Instruction = Can you rescale the lines starting at the one containing "Where can the braided" and ending at the one containing "pixel 1167 246", writing out only those lines with the requests kept unchanged? Multiply every point coordinate in the answers by 0.3 and round to whole numbers, with halves rounding up.

Given records =
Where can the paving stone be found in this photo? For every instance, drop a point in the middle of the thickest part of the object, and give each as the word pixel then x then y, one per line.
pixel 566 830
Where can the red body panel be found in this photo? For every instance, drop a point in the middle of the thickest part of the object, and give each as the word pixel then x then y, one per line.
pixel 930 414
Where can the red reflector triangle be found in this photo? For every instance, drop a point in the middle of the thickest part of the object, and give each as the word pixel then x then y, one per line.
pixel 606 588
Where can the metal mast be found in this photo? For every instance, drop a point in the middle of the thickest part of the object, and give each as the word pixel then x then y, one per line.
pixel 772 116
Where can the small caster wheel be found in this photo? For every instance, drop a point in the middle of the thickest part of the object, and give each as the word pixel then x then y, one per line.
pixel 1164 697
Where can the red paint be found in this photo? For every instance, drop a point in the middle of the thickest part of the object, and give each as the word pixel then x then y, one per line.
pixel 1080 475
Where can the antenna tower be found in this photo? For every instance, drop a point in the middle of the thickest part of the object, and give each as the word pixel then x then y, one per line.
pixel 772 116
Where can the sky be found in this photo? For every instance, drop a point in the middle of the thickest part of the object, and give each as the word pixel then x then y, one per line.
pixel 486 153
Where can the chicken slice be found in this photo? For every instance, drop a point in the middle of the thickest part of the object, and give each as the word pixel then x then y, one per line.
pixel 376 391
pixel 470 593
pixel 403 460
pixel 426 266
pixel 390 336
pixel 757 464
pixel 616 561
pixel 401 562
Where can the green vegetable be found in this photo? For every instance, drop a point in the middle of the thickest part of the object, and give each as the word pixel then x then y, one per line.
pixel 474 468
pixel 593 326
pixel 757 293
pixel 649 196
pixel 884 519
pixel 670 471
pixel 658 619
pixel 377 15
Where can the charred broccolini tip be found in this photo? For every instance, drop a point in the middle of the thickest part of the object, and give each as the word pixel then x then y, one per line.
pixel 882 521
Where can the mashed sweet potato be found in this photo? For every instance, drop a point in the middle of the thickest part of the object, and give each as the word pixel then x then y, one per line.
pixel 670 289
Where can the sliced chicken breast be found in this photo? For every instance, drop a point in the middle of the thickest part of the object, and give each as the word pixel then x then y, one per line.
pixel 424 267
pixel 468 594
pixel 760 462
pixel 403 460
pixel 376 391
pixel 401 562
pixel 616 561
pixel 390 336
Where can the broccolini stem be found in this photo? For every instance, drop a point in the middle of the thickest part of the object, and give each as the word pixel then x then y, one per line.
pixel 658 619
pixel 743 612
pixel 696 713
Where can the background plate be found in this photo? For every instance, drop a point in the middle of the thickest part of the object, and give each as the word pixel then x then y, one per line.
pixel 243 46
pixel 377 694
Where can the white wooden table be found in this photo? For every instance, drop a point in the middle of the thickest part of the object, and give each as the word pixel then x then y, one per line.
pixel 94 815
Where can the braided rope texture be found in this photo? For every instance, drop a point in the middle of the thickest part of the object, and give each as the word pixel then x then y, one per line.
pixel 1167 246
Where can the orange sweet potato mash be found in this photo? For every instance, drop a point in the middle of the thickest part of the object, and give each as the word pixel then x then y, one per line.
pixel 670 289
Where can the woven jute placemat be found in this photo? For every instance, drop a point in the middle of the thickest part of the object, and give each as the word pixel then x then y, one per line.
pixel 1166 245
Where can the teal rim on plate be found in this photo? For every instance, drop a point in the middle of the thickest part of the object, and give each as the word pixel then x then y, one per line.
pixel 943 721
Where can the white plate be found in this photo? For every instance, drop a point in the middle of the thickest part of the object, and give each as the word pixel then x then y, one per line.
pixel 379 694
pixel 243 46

Task solution =
Where can the braided rope texture be found in this photo? For every instance, drop a point in the middle of the thickest part of the object, and give each as the word pixel then x then y, one per line.
pixel 350 74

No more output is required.